From the records below, extract only the lines running from the line with "Provide one marker per instance of the doorway" to the line with "Provide one marker per instance of the small", both lines included, reproducing them exactly.

[DATA FOR PROCESSING]:
★ ★ ★

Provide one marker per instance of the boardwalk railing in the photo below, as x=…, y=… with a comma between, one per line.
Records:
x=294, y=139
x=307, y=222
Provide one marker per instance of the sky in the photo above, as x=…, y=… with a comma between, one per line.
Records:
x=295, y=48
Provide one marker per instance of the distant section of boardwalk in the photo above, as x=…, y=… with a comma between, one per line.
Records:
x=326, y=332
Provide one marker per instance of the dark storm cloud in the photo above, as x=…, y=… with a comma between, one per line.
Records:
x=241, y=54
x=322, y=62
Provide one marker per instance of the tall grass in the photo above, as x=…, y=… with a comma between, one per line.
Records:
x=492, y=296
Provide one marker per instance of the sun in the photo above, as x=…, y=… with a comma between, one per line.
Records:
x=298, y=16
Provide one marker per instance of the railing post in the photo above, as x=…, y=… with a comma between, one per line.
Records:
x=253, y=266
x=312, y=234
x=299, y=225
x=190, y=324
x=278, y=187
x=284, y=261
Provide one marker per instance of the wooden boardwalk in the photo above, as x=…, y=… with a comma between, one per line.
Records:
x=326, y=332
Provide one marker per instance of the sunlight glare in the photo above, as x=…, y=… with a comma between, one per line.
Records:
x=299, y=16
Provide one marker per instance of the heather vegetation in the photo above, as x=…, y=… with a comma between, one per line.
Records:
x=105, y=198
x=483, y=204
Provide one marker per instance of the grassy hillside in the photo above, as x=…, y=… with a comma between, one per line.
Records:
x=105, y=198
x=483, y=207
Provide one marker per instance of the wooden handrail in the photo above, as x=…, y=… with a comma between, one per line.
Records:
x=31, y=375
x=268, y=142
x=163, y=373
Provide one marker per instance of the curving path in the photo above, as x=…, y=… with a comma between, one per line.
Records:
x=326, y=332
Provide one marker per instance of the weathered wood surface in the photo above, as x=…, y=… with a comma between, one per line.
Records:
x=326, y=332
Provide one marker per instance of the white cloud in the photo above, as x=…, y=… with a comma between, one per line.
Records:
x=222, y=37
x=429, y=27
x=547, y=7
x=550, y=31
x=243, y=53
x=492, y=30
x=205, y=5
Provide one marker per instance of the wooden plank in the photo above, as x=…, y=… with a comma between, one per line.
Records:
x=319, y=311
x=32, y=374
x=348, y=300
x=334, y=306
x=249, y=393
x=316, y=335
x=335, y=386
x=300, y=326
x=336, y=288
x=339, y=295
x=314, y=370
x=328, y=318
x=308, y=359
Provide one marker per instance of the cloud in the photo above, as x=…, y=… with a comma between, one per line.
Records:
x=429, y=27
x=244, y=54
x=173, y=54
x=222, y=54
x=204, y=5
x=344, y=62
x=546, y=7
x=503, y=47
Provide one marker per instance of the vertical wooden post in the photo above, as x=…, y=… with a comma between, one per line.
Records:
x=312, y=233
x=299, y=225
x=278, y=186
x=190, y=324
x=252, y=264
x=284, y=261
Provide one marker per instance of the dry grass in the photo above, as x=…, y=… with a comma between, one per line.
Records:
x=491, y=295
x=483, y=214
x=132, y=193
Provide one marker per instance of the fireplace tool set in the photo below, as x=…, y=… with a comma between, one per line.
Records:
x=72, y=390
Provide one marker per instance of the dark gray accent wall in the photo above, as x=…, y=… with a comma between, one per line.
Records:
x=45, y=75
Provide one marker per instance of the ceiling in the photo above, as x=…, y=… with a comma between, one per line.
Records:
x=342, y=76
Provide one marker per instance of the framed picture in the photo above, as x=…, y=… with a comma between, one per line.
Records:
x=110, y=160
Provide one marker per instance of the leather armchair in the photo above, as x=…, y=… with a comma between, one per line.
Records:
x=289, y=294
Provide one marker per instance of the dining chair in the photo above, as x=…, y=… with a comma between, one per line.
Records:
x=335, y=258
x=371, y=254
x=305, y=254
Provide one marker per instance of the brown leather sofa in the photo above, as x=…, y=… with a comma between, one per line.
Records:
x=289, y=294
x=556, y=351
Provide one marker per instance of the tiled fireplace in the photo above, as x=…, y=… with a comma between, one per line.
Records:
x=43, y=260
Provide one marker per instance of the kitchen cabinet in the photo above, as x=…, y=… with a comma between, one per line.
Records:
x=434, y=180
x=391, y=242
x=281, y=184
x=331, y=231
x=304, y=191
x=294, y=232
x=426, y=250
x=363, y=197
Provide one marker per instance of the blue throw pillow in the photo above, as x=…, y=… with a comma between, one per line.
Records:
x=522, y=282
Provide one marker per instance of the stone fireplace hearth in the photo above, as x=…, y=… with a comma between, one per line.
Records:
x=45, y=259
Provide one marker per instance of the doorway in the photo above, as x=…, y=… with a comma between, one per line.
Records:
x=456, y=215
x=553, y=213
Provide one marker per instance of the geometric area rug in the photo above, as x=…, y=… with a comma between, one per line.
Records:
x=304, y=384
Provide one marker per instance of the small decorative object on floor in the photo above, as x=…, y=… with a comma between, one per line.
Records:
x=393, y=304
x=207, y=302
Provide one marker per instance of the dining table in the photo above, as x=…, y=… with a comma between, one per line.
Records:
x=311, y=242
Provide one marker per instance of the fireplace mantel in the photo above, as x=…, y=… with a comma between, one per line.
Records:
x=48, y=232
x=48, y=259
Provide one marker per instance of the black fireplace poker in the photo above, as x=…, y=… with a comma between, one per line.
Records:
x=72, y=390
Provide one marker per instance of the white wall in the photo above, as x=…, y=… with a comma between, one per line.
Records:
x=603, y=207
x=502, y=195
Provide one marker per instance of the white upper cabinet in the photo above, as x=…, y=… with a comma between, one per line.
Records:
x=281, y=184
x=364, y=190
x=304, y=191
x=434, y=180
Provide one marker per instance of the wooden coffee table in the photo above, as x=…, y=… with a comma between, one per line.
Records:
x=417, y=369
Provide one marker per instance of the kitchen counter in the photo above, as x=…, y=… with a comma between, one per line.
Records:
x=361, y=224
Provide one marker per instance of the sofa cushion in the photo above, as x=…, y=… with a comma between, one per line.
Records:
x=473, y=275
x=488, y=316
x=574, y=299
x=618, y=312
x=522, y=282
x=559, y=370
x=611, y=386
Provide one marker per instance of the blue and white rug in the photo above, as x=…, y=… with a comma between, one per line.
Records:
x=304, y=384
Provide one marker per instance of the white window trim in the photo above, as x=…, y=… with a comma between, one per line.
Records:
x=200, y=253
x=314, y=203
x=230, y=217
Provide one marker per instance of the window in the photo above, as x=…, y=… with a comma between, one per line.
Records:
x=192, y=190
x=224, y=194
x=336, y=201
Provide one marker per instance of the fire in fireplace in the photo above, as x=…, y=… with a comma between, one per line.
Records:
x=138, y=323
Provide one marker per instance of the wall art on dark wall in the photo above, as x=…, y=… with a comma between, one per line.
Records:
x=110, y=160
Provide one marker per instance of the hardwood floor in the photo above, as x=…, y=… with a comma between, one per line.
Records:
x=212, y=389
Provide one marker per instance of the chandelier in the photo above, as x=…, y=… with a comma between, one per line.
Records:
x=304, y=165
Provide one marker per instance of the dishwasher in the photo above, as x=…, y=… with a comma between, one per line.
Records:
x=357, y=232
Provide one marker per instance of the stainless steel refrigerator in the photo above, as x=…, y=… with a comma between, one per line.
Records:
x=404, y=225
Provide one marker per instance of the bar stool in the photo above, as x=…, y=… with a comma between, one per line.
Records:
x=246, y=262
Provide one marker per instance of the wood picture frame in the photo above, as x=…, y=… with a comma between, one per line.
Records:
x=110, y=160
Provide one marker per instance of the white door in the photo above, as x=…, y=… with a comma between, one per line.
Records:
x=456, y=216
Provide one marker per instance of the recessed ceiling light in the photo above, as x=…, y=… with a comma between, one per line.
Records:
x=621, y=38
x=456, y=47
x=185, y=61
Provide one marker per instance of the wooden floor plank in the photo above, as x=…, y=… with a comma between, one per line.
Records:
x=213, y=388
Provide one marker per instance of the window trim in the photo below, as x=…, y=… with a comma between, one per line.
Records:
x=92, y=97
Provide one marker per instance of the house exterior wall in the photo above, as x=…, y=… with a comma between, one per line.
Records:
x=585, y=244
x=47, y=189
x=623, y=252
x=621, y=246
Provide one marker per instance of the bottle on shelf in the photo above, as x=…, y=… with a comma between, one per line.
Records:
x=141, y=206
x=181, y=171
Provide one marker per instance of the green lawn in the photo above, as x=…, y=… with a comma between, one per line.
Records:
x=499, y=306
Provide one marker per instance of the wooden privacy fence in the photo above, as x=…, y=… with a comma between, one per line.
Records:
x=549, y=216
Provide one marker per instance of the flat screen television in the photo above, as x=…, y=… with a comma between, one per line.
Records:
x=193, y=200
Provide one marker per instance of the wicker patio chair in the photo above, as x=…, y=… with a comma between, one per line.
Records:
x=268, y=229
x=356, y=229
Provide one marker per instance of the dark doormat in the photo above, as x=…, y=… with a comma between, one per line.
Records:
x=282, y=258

★ ★ ★

[OUTPUT OF THE TASK]:
Provide one marker per instance of the doorway in the photo above, as x=…, y=… with a comma between, one per line.
Records:
x=456, y=215
x=553, y=213
Provide one marker per instance of the geometric area rug in the photo above, as x=…, y=… with a comma between, one per line.
Records:
x=304, y=384
Provide one marker per instance of the small decorative object on floor in the photo above, as x=…, y=… with a comma between, one per line.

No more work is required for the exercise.